• **Exercise**
The post below on savers versus alcoholics says what savers protect from the forces of nature. List every one it names.

Wednesday, June 23, 2010

Savers vs Alcoholics

Paul Krugman has been reported as being against austerity. The current economy is too fragile to avoid further stimulatory public spending, he says. The time to save money and trim spending is well into the future. That's his plan, to find the extra bucks to fill in debts when times are flush.

It won't work. The problem with stimulus spending is that it tends to be strongly captured or directed to those who can express, show, or prove the deepest human-felt need. Typically, the best "alcoholic," meaning the people with the most abject addiction, will make the best guilt-inducing case for the extra stimulus. The funds then are spent badly, without return on investment, and the government goes deeper in debt.

Really, the battle is titanic. It is the savers versus the alcoholics. Savers are responsible, putting money away against future adversity, denying themselves near-term pleasures, suffering, striving, working, doing the hard work of protecting their piece of humanity, whether themselves, their family, their team, their business, their company, their church, from the wild and wanton forces of nature. The alcoholics, typically addicting and loving their addiction, fill the need any way they can, indulging in short-term pleasures, spending, consuming, failing to plan, and carving bits of time, attention, money, and sanity from the people and institutions around them.

To the alcoholics, it is a game. "How much can I get away with?" is what they think. It is highly amusing to them to carve off a piece for themselves and have their community fail to notice, to excuse it, to let them get away with it. There is nothing more pleasurable to the alcoholic than getting away with stealing "juice," whether is genuine alcohol, cash, crime, overspending, or any other vice from which they derive pleasure at the expense of the future.

It takes a special person to be a "great" alcoholic. They strive to out-do themselves. They may feel guilty, but it is very brief, and then they have the pleasure of the successful crime, of getting away with it.

For the saver, encounters with alcoholics can be deadly. The ethic of self-denial, investment, careful stewardship doesn't have sharp and pointy weapons like the alcoholic's powers of indulgent destruction. There is no saver's "power move" comparable in strength to the alcoholic's running up of a credit card on worthless consumer goods. A saver is alone, an individual. The alcoholic might have entire government agencies under his command to flush millions of dollars to no good effect, with no one that can organize to stop him.

So, Paul Krugman, the excuses you supply to the spending alcoholics may have a dramatic short term effect on pure dollar flow, but each time you milk the savers to pay for these stimuli, you come closer to inducing an accidental societal fatal overdose. There is no evidence that you know how much more juice the body politic can take before it becomes toxic. After all, the actions and movements of the "liver" of the body politic, the savers, that remove poisons from the organization and purify it through the mending metabolics of investment and frugal habits, are nearly invisible to the alcoholics, who would have no idea how to replace the societal "liver" of savers if it were lost, or even what doses are toxic.

When you live in a fog of pleasured spending indulgence, it is extremely hard to gauge the meanings of those who do not indulge.

• **Provided material**
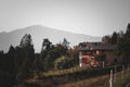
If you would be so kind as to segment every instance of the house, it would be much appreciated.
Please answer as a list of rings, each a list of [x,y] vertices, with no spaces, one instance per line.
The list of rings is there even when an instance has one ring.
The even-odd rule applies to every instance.
[[[83,65],[101,65],[105,61],[105,65],[110,65],[117,62],[117,55],[114,54],[114,45],[103,42],[80,42],[78,46],[79,50],[79,64]],[[103,57],[104,54],[104,57]],[[98,55],[101,61],[98,61]],[[101,57],[102,55],[102,57]]]

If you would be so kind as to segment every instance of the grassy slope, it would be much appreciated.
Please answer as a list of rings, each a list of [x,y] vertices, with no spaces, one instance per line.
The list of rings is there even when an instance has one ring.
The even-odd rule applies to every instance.
[[[125,71],[123,77],[121,77],[121,75],[122,72],[116,74],[116,79],[115,83],[113,83],[113,87],[125,87],[126,84],[130,83],[130,70]],[[58,87],[109,87],[109,75],[69,83]]]

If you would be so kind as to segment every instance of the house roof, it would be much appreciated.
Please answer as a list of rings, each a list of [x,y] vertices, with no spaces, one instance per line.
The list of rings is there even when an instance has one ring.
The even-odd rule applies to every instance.
[[[80,42],[78,46],[79,50],[113,50],[114,45],[112,44],[102,44],[102,42]]]

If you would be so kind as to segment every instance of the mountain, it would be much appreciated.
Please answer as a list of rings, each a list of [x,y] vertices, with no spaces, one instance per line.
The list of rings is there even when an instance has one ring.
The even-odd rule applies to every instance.
[[[0,50],[4,50],[6,52],[11,45],[14,47],[18,46],[25,34],[31,35],[36,52],[40,52],[43,38],[49,38],[53,45],[60,44],[60,41],[63,41],[63,39],[66,38],[70,42],[70,46],[76,46],[82,41],[101,41],[101,37],[74,34],[41,25],[34,25],[9,33],[0,33]]]

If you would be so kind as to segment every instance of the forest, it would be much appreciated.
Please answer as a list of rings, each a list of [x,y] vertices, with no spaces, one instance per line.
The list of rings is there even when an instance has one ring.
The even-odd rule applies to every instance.
[[[115,45],[114,53],[123,58],[117,64],[130,63],[130,24],[125,33],[104,36],[103,42]],[[16,86],[39,72],[72,69],[79,65],[78,57],[78,46],[70,48],[66,38],[56,45],[43,38],[40,53],[35,53],[31,35],[25,34],[18,46],[11,45],[6,53],[0,51],[0,86]]]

• **Reply**
themselves, their family, their team, their business, their company, their church